Data records:
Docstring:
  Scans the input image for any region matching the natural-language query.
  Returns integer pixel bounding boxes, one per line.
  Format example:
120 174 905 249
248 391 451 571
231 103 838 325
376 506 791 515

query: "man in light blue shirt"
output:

# [PROMPT]
How many lines in the records above hold the string "query"? Only the number is wanted.

# [EXERCISE ANSWER]
2